▸ Problem description
Report every line from the material that contains the word "positive".

▸ Data in this exercise
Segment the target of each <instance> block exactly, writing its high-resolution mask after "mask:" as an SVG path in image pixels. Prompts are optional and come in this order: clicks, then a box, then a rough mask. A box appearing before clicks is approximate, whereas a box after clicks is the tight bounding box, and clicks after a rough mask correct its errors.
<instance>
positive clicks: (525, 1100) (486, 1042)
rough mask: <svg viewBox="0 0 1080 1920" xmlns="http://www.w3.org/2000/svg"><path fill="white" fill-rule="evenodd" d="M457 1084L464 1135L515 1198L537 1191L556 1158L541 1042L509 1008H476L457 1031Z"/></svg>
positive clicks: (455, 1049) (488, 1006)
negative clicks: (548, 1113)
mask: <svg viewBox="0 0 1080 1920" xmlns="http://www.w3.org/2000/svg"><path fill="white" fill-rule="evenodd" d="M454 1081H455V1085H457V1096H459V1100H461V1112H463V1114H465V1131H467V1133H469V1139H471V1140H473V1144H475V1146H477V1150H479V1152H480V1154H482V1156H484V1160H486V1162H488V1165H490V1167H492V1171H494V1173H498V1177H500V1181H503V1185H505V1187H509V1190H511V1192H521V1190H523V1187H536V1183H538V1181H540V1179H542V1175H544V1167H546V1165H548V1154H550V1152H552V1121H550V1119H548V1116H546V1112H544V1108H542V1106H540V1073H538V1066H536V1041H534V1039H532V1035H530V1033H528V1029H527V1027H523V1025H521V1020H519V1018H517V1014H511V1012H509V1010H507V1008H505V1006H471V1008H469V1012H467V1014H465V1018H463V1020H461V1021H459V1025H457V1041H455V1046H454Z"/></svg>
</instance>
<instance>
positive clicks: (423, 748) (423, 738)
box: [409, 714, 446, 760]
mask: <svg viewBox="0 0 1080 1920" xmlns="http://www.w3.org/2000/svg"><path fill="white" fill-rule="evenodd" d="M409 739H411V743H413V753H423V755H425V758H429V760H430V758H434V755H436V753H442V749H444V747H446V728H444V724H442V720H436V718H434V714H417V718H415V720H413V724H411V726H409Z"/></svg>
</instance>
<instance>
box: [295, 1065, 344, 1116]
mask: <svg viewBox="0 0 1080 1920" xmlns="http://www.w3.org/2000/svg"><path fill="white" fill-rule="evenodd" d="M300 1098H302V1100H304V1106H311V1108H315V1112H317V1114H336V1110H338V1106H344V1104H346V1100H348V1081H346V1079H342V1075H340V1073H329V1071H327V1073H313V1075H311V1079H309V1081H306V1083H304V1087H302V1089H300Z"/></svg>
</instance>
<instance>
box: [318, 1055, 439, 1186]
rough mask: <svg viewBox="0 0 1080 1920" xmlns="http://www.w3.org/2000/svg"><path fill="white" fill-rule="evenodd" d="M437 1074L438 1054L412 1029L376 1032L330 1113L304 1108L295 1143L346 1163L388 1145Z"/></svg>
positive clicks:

▸ Result
positive clicks: (525, 1100) (486, 1042)
positive clicks: (455, 1049) (488, 1006)
positive clicks: (423, 748) (423, 738)
positive clicks:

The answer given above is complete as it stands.